◆ **PROBLEM STATEMENT**
Pictures stay out; everything else in the records below is copied exactly.
'''
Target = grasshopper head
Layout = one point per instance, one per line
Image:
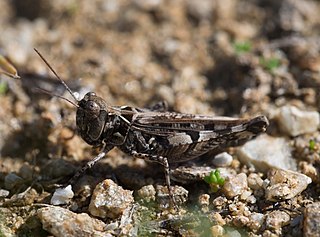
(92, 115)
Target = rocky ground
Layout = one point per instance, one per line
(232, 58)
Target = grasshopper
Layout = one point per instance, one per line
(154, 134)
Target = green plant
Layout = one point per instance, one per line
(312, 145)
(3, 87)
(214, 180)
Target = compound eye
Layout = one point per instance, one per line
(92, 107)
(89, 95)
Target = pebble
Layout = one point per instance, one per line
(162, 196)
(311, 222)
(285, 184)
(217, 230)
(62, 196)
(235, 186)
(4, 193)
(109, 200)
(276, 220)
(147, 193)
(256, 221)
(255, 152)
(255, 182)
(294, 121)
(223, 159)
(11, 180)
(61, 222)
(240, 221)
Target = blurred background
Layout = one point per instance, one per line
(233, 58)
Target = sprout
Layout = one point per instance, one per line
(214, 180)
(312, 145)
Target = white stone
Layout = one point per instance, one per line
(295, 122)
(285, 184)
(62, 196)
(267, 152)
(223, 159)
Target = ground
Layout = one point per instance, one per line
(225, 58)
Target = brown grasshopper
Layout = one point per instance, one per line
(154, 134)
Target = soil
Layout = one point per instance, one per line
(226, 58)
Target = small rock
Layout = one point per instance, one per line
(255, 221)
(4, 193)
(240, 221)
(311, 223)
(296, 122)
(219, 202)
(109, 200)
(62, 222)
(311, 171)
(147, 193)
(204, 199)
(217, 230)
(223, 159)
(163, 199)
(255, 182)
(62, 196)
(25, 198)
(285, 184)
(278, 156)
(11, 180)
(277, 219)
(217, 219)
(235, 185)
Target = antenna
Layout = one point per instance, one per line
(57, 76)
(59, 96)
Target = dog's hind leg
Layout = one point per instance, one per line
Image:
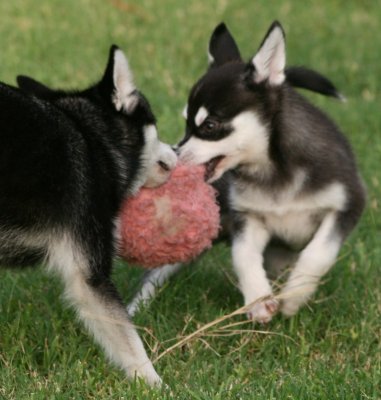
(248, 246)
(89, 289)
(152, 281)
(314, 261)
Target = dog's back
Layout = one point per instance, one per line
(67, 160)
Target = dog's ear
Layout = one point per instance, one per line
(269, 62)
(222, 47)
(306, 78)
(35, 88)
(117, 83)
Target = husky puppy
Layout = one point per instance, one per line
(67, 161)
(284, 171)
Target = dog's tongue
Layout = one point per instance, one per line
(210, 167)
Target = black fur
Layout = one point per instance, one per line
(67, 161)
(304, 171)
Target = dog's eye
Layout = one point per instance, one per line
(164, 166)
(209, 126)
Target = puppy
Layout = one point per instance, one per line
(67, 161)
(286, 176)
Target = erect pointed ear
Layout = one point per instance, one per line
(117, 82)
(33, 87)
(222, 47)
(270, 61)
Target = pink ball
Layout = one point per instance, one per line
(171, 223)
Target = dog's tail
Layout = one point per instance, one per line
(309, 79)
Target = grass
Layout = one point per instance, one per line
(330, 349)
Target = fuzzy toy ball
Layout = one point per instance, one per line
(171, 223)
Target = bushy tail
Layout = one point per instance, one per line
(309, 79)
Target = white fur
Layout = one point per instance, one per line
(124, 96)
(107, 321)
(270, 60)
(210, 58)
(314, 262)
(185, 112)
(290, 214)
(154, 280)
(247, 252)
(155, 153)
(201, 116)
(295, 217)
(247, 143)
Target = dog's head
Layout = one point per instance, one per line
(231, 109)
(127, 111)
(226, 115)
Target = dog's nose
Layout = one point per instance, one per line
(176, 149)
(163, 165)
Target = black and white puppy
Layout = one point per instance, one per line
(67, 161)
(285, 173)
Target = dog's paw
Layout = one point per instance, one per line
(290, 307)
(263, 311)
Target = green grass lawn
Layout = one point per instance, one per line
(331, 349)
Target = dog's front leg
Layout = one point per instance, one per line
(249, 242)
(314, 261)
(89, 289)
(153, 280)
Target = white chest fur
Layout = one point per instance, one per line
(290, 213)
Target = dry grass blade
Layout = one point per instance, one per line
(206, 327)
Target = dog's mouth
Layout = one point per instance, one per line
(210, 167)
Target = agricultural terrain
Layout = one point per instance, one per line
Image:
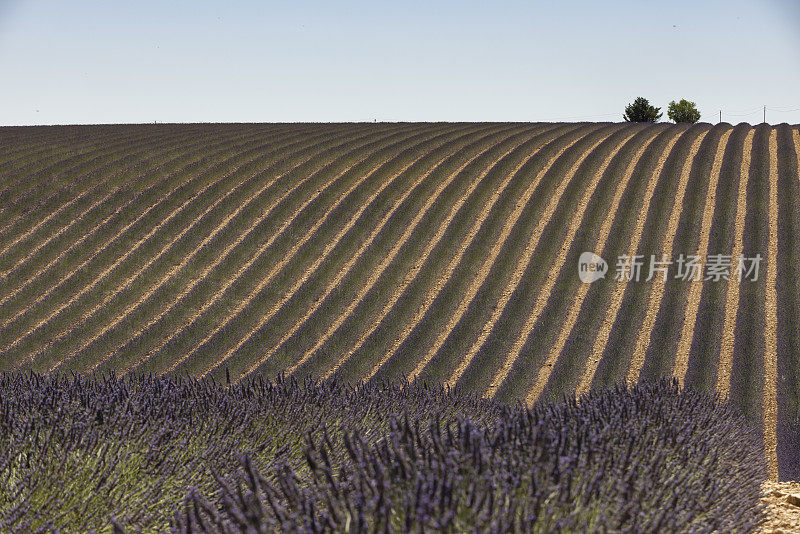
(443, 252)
'''
◆ **RESPONSE TO THE TASK**
Target = grasshopper head
Layout = one point per instance, one per line
Image:
(92, 115)
Target = rocky ground
Layout = one point per instance, one per line
(232, 58)
Target = grasshopper
Layout = one point per instance, one per line
(154, 134)
Target = green plant
Layout = one point per instance, one per line
(312, 145)
(3, 87)
(214, 180)
Target = compound eye
Layout = one point per instance, one per line
(92, 107)
(89, 95)
Target = pebble
Layout = one point per instance, one per line
(162, 196)
(311, 222)
(285, 184)
(217, 230)
(62, 196)
(235, 186)
(4, 193)
(109, 200)
(276, 220)
(147, 193)
(256, 221)
(255, 152)
(255, 182)
(294, 121)
(223, 159)
(11, 180)
(61, 222)
(240, 221)
Target = blurred background
Layout = one point per instance, one per line
(233, 58)
Target = sprout
Layout = one point per instance, one per line
(214, 180)
(312, 145)
Target = white stone
Layout = one point per instance, one per line
(295, 122)
(285, 184)
(62, 196)
(267, 152)
(223, 159)
Target = ground
Layout = one point per instance, one per line
(225, 58)
Target = brown grasshopper
Layout = one point per instance, one per line
(154, 134)
Target = soil
Layout = one point per instance, one per line
(226, 58)
Target = small rock
Layout = one point per instance, one per line
(255, 221)
(4, 193)
(240, 221)
(311, 223)
(296, 122)
(219, 202)
(109, 200)
(62, 222)
(311, 171)
(147, 193)
(204, 199)
(217, 230)
(223, 159)
(163, 199)
(255, 182)
(62, 196)
(25, 198)
(285, 184)
(278, 156)
(11, 180)
(277, 219)
(217, 219)
(235, 185)
Target = antenna
Layout = one point per instance, one per line
(57, 76)
(59, 96)
Target = dog's hind leg
Layout = one point per instance, one per line
Image:
(248, 246)
(89, 289)
(152, 281)
(314, 261)
Target = dog's back
Layout = one point per instance, one per line
(67, 160)
Target = dog's ear
Layout = one point per instance, one per line
(269, 62)
(222, 47)
(306, 78)
(35, 88)
(117, 83)
Target = husky puppy
Layout = one point per instance, one per line
(67, 161)
(284, 171)
Target = dog's tongue
Layout = one point per instance, one per line
(210, 167)
Target = black fur
Layout = one point per instance, one per line
(67, 161)
(304, 171)
Target = dog's eye
Layout = one point per instance, one per line
(164, 166)
(209, 126)
Target = puppy
Layout = one point per instance, one per line
(67, 161)
(286, 176)
Target = erect pointed ear
Layout = one point per instance, one per line
(117, 82)
(33, 87)
(222, 47)
(270, 61)
Target = pink ball
Layout = one point per instance, one per line
(171, 223)
Target = dog's tail
Layout = one point per instance, one per line
(309, 79)
Target = grass
Layout = one point per instance, one per line
(330, 349)
Target = fuzzy toy ball
Layout = one point per instance, one per line
(171, 223)
Target = bushy tail
Layout = one point per instance, one per line
(309, 79)
Target = white fur
Layout = one point per instance, one per line
(124, 96)
(107, 321)
(270, 60)
(210, 58)
(314, 262)
(185, 112)
(290, 214)
(154, 280)
(247, 252)
(155, 153)
(201, 116)
(295, 217)
(247, 143)
Target = dog's head
Layout = one point per instance, one per line
(231, 109)
(127, 111)
(226, 115)
Target = dog's nose
Layout = one point per instance, one per line
(176, 149)
(163, 165)
Target = black and white puppy
Layout = one point per instance, one per line
(67, 161)
(285, 173)
Target = dog's paw
Layout = one point per instance, one per line
(290, 307)
(263, 311)
Target = green grass lawn
Layout = one point per instance, one per line
(331, 349)
Target = dog's front leg
Layout = one point per instance, one per line
(249, 242)
(314, 261)
(89, 289)
(153, 280)
Target = white chest fur
Layout = one point per instance, one per line
(290, 213)
Target = dry grass blade
Layout = one point per instance, one per line
(206, 327)
Target = dog's mouth
Layout = one point per instance, one per line
(210, 167)
Target = agricultural terrain
Layout = one point per instance, one per line
Image:
(443, 252)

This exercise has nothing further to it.